Question

A die is rolled $5$ times. What is the probability that $1$ occurs twice, and $2,3$ and $4$ occur once each, and $5$ and $6$ do not occur (round off to fourth decimal place).

Answer 1

Step 1: Find the probability that $\mathbf{1}$ occurs twice, and $\mathbf{2}\mathbf{,}\mathbf{}\mathbf{3}$ and $\mathbf{4}$ occur once each, and $\mathbf{5}$ and $\mathbf{6}$ do not occur.

Given that, the dice are rolled $5$ times.

The probability that $1$ occurs twice, and $2,3$ and $4$ occur once each, and $5$ and $6$ do not occur.

Use the multinomial distribution formula:

$\Rightarrow \mathrm{P}=\frac{\mathrm{n}!}{\left({\mathrm{n}}_1!\right)\left({\mathrm{n}}_2!\right)\dots \left({\mathrm{n}}_{\mathrm{x}}!\right)}{\left({\mathrm{P}}_1\right)}^{{\mathrm{n}}_1}\times {\left({\mathrm{P}}_2\right)}^{{\mathrm{n}}_2}\dots {\left({\mathrm{P}}_{\mathrm{x}}\right)}^{{\mathrm{n}}_{\mathrm{x}}}$.

Here, $\mathrm{P}$ is the probability and ${\mathrm{n}}_1,{\mathrm{n}}_2..{\mathrm{n}}_{\mathrm{x}}$ are the number of occurrences and $\mathrm{n}!$ denoted by the total number of outcomes.
________________________________________
- Objective 1
Return the passage of the probability solution from "A die is rolled" up to and including "and $6$ do not occur.".

Excerpts from point annotation data
________________________________________
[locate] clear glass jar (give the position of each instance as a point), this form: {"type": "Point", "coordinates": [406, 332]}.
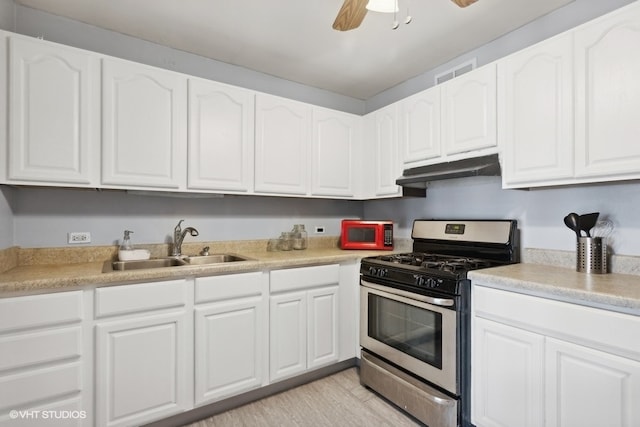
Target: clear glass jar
{"type": "Point", "coordinates": [299, 237]}
{"type": "Point", "coordinates": [285, 242]}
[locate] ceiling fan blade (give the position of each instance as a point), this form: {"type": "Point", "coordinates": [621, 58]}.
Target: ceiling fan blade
{"type": "Point", "coordinates": [464, 3]}
{"type": "Point", "coordinates": [350, 15]}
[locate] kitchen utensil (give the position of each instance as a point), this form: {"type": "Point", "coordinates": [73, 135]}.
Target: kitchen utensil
{"type": "Point", "coordinates": [603, 228]}
{"type": "Point", "coordinates": [572, 221]}
{"type": "Point", "coordinates": [588, 221]}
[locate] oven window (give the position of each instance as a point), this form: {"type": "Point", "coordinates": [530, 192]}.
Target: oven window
{"type": "Point", "coordinates": [361, 235]}
{"type": "Point", "coordinates": [410, 329]}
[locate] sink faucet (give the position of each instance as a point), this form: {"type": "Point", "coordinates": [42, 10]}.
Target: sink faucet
{"type": "Point", "coordinates": [178, 237]}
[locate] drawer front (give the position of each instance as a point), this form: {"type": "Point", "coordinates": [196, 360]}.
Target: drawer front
{"type": "Point", "coordinates": [19, 351]}
{"type": "Point", "coordinates": [35, 311]}
{"type": "Point", "coordinates": [119, 300]}
{"type": "Point", "coordinates": [18, 391]}
{"type": "Point", "coordinates": [593, 327]}
{"type": "Point", "coordinates": [305, 277]}
{"type": "Point", "coordinates": [218, 288]}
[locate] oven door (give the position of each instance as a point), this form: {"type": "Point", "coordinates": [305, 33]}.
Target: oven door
{"type": "Point", "coordinates": [415, 332]}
________________________________________
- Objective 2
In the records, from the line with "[locate] drawer front" up to and including the last line of the records, switch "oven door" to "range door". Give only those lines, with everything else unchanged.

- Result 1
A die is rolled $5$ times. What is the probability that $1$ occurs twice, and $2,3$ and $4$ occur once each, and $5$ and $6$ do not occur (round off to fourth decimal place).

Answer 1

Step 1: Find the probability that $\mathbf{1}$ occurs twice, and $\mathbf{2}\mathbf{,}\mathbf{}\mathbf{3}$ and $\mathbf{4}$ occur once each, and $\mathbf{5}$ and $\mathbf{6}$ do not occur.

Given that, the dice are rolled $5$ times.

The probability that $1$ occurs twice, and $2,3$ and $4$ occur once each, and $5$ and $6$ do not occur.

- Result 2
[locate] drawer front (give the position of each instance as a point), this form: {"type": "Point", "coordinates": [196, 360]}.
Target: drawer front
{"type": "Point", "coordinates": [19, 351]}
{"type": "Point", "coordinates": [35, 311]}
{"type": "Point", "coordinates": [119, 300]}
{"type": "Point", "coordinates": [18, 391]}
{"type": "Point", "coordinates": [593, 327]}
{"type": "Point", "coordinates": [305, 277]}
{"type": "Point", "coordinates": [218, 288]}
[locate] range door (give the position of each instance as a point), this form: {"type": "Point", "coordinates": [305, 33]}.
Target: range door
{"type": "Point", "coordinates": [415, 332]}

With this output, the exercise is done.